[Object outline annotations]
##########

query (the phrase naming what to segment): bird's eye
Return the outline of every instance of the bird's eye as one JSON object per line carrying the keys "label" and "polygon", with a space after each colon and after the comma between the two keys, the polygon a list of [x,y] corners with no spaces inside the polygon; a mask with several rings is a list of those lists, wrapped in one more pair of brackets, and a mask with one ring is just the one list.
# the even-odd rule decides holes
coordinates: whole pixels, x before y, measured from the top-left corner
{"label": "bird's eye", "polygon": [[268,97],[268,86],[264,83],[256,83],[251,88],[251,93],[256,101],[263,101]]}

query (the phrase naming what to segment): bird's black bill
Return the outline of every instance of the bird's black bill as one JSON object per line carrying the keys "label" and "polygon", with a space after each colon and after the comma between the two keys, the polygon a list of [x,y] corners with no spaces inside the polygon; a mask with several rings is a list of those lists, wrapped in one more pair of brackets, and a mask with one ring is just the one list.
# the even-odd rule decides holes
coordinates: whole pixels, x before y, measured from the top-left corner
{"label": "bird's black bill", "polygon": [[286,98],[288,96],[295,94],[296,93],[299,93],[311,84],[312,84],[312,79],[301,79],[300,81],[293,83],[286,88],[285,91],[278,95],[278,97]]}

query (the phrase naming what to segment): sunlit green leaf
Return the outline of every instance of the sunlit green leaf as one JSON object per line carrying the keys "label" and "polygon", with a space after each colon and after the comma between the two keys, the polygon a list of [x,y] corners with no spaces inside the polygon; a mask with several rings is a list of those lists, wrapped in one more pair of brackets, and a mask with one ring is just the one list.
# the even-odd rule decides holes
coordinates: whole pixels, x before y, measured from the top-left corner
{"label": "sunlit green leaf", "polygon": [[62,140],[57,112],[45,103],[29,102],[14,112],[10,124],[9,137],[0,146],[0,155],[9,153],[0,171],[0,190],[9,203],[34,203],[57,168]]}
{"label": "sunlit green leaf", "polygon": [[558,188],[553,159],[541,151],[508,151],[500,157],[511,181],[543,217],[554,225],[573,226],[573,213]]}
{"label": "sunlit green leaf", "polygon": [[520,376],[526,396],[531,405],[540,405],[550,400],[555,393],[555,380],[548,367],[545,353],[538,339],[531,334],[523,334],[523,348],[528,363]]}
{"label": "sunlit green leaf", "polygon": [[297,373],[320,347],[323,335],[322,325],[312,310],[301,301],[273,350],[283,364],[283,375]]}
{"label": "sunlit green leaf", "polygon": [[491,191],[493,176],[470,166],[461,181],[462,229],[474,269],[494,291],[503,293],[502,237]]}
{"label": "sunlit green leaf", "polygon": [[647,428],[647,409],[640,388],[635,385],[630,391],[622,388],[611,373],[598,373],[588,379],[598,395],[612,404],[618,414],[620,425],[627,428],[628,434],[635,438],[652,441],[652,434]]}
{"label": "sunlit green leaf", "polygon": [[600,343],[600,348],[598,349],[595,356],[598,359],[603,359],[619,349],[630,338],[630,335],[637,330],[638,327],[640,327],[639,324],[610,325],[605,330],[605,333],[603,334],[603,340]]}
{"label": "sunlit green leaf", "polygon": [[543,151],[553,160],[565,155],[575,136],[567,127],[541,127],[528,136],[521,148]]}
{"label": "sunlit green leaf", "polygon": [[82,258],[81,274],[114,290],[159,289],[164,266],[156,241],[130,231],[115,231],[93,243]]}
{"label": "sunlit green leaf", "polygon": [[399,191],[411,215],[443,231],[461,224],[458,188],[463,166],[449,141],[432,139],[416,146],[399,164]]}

##########

* **TASK STATEMENT**
Count the lines of the listing above that contain the string "segment", treating uppercase and lowercase as different, and give only the number.

* **EXPECTED ANSWER**
3